▶ SUPPLIED PASSAGE:

Centivax Raises $37M to Advance Universal Flu Vaccine Into Clinical Trials
Funding Details
$37M
Most companies treat the flu like a yearly inconvenience. Centivax is treating it like a long-standing problem that finally ran into the wrong kind of engineer. South San Francisco just watched Centivax pull in $37M in an oversubscribed round, led by Structure Fund with Oliver Mulherin and Sam Altman in the mix, alongside Meiji Seika Pharma, Sigmas Group, Kendall Capital Partners, and a quiet flex from Patrick Collison and John Collison. Not a tourist list. This is a table where capital shows up because it sees something most people are still squinting at.
Credit where it is due. Congratulations to Jacob Glanville and Nicholas Bayless, alongside Sawsan Youssef and Stephanie Wisner, for building something that does not just talk about “better vaccines” like it is a TED Talk slide. Centivax is in the clinic with Centi Flu 01, already dosing humans as of February 2026, with nearly 180 participants enrolled in a Phase 1 that stretches toward 300. That is not theory. That is skin in the game, needles in arms, data on the clock.

▶ ENTRIES SUPPLIED:

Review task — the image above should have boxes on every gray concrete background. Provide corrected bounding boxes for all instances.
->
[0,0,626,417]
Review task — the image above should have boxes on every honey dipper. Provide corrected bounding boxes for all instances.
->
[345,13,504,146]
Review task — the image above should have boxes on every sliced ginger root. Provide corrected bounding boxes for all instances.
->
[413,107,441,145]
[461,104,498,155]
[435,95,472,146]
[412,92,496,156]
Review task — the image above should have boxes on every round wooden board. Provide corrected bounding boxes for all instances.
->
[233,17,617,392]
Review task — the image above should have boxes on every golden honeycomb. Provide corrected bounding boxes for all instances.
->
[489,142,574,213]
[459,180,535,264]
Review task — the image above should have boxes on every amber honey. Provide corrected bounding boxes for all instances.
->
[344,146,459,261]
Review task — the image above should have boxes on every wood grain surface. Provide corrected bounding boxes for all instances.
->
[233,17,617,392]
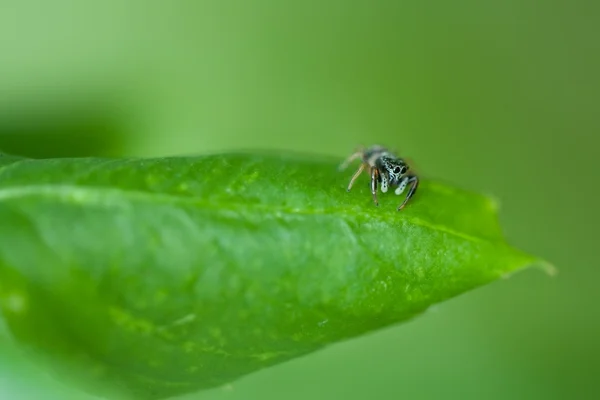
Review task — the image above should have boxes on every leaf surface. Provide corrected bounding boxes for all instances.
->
[0,153,543,399]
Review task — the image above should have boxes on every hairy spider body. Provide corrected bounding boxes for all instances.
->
[340,146,419,211]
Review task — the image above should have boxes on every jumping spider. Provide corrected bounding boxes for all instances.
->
[340,146,419,211]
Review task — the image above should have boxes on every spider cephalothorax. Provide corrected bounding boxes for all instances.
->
[340,146,419,211]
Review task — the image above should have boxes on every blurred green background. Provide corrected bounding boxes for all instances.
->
[0,0,600,400]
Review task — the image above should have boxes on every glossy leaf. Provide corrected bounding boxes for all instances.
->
[0,153,543,399]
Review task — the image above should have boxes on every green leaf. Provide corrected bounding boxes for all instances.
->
[0,153,544,399]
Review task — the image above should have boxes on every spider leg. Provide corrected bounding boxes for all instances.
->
[371,167,379,206]
[396,175,419,211]
[346,163,365,192]
[338,148,364,171]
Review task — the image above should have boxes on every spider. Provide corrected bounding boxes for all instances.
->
[339,146,419,211]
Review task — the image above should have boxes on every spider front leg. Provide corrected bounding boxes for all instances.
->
[395,175,419,211]
[346,163,365,192]
[371,167,379,206]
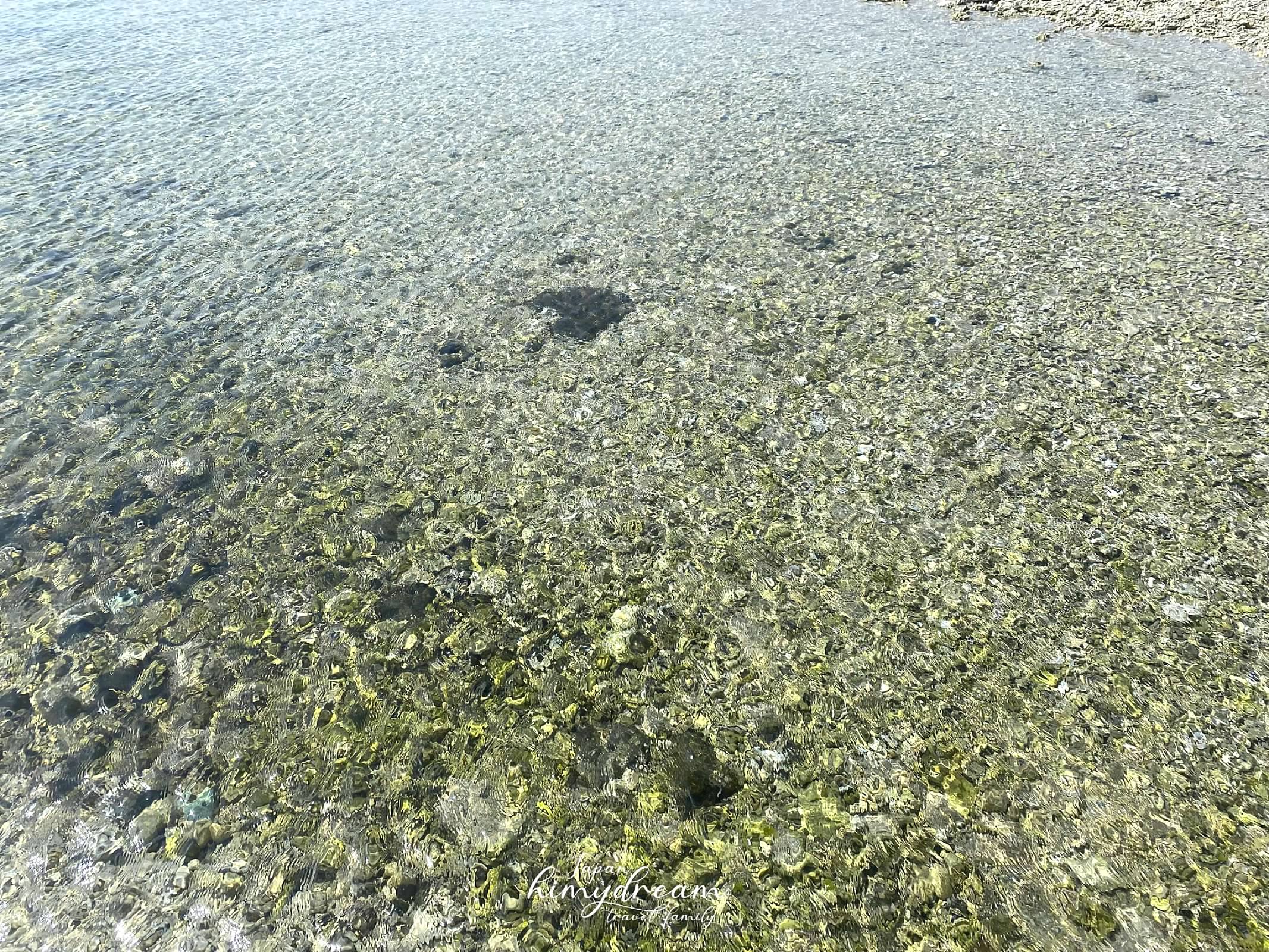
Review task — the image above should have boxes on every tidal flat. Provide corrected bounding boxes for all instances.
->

▶ WHAT YOU WILL DO:
• a. Do these statements agree with the Centivax funding article? Answer yes or no for each and quote the deciding words. (i) Structure Fund led the round. (ii) Centi Flu 01 began dosing humans in January 2026. (iii) The Phase 1 trial has already enrolled about 300 participants.
• b. In the Centivax funding article, what is the name of the vaccine Centivax has in the clinic?

▶ RESULTS IN ORDER:
• a.
(i) Yes: "led by Structure Fund"
(ii) No: "already dosing humans as of February 2026"
(iii) No: "nearly 180 participants enrolled in a Phase 1 that stretches toward 300"

• b. Centi Flu 01